Your assignment: Beginning with the line below that contains "Target: man's eyeglasses" and ending with the line that contains "the white sneaker", copy every line exactly. Copy nothing else.

Photo-based referring expression data
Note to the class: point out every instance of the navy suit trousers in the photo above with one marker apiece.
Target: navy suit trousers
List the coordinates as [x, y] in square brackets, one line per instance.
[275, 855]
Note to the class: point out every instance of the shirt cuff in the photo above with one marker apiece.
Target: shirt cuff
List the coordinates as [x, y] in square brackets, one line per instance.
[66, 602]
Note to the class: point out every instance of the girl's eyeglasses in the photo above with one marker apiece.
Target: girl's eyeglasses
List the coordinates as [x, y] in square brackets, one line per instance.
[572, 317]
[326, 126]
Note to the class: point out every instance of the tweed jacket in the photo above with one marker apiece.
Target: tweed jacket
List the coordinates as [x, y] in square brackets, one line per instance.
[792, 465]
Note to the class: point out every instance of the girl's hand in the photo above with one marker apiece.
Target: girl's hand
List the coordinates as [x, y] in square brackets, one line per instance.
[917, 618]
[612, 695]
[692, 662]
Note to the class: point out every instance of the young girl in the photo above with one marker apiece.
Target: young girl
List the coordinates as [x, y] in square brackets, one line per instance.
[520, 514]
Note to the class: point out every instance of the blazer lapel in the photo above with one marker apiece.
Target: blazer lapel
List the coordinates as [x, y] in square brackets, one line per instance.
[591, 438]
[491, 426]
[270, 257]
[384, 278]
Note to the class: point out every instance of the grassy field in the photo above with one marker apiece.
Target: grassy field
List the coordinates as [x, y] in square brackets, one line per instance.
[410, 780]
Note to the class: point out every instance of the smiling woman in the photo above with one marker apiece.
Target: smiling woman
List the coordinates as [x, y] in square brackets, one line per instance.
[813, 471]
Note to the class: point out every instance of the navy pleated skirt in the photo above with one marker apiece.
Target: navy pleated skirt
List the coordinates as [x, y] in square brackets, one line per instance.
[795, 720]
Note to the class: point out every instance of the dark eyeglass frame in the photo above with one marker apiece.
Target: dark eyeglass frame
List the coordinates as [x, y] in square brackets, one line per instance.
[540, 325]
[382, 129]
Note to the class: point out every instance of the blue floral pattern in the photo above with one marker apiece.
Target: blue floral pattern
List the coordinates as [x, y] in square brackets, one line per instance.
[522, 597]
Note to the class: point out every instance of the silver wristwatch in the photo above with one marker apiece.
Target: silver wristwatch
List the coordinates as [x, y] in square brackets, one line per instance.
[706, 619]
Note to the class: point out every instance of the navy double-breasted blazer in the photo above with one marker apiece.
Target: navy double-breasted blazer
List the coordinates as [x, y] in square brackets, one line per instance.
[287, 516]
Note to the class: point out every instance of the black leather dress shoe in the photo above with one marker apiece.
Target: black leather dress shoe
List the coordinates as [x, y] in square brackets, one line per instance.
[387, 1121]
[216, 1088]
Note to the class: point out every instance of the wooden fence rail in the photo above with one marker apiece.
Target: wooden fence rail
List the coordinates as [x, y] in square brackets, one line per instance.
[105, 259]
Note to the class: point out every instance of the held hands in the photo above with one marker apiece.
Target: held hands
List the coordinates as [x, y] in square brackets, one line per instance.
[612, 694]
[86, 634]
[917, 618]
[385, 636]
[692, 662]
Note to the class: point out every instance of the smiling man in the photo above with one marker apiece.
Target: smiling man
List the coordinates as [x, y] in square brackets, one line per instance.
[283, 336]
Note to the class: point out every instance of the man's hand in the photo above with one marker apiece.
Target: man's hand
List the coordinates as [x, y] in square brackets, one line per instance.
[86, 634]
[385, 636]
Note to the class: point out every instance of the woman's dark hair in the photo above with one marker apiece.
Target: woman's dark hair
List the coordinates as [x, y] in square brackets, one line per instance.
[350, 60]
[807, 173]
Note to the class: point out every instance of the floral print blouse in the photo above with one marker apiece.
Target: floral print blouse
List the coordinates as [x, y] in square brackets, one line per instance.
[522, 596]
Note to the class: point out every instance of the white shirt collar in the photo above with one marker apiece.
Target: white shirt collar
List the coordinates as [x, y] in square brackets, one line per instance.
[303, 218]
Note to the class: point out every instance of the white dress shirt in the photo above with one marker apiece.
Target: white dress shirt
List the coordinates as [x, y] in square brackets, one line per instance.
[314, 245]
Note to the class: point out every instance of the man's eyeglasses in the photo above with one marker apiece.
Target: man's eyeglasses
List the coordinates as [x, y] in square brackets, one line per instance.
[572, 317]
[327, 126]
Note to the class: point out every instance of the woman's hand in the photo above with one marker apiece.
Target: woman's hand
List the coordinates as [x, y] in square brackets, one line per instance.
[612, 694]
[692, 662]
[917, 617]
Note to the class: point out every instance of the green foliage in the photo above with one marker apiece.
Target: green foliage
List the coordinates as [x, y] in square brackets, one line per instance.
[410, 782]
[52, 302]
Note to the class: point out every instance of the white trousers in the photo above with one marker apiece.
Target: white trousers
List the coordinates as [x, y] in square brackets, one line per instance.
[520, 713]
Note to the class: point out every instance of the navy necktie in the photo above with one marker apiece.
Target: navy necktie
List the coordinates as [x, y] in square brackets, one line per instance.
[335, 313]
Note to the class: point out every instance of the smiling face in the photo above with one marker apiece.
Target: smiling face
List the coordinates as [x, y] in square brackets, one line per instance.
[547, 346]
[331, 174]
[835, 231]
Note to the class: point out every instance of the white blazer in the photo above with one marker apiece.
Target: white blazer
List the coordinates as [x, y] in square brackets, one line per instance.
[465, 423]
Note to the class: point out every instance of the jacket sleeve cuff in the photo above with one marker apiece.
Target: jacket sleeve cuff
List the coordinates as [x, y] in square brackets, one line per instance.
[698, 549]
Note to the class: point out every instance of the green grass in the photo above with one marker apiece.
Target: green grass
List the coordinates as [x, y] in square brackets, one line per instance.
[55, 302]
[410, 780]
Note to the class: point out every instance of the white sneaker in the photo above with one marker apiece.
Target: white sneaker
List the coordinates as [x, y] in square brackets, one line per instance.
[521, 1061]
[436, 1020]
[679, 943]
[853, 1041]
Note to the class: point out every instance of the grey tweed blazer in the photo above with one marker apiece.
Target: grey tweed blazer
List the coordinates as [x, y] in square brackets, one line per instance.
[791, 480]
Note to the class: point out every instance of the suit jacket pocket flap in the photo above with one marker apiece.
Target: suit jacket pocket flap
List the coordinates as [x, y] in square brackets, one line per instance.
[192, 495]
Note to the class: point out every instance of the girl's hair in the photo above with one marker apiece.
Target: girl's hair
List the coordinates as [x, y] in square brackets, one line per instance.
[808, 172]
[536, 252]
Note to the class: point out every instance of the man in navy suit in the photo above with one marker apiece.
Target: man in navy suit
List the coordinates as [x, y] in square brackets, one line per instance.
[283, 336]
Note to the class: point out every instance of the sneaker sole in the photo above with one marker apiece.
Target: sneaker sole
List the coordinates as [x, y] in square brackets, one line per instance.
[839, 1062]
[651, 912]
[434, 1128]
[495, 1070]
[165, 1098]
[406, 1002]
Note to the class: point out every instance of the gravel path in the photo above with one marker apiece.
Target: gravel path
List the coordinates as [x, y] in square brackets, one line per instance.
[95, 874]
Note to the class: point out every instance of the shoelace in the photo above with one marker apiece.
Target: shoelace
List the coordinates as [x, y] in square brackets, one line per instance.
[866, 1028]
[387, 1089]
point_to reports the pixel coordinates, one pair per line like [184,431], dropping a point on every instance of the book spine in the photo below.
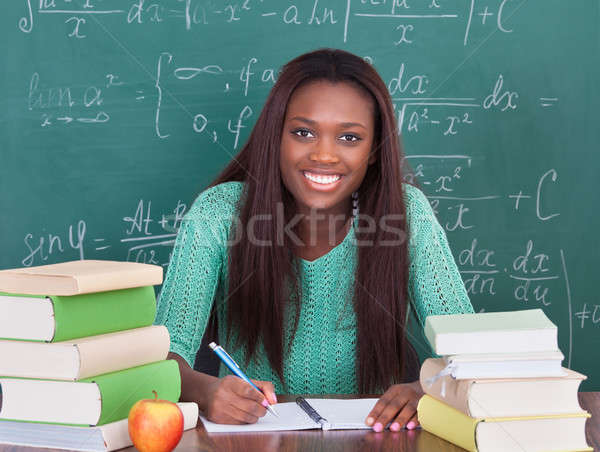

Result below:
Target: man's eyeglasses
List the coordinates as [x, y] in square brackets, one line per instance.
[572, 317]
[327, 126]
Note to the class: point out every instance of the woman's hand in the photo above with one marker apiece.
Target: woman's hand
List the coordinates as [x, y] in square brackets, one line per instance.
[612, 694]
[692, 662]
[917, 617]
Note to the class: point out every instance of the green foliage in the photo above with one marker apiece.
Target: green foliage
List the coordinates as [x, y] in square brackets, one line per instance.
[410, 782]
[52, 302]
Note to the class: point out every instance of the white trousers in the photo above with one marker apiece.
Target: white trousers
List the coordinates as [x, y] in square brackets, one line per instance.
[520, 713]
Note to the class: point out every instance of the navy necktie in the photo above with one marker apiece.
Target: navy necktie
List the coordinates as [x, y] in square brackets, one line per instance.
[335, 313]
Note to the class: point out every instance of the smiling face in the photo above with one marker apiece.
Target: smiling face
List the coordinates as [x, y] in square brackets, one line per instance.
[547, 346]
[331, 174]
[835, 231]
Note to the class: point out every instance of the white blazer in the photo above with one marker apiece.
Target: white blazer
List the coordinates as [x, y] in square brackets, one line per instance.
[465, 423]
Note to the class: point out every instance of the jacket sleeve cuff in the photo above with one marker apiece.
Target: jacket sleeve cuff
List the coordinates as [x, y] in square brackets, one line per instance.
[698, 549]
Note to the class: point out every instance of the green grass in the photo above with one marker apiece.
Target: green grass
List the coordinates as [x, y] in square brackets, one line per instance.
[55, 302]
[410, 780]
Note to the class: point out every instance of the white sneaker in the photo above with one marker apiece.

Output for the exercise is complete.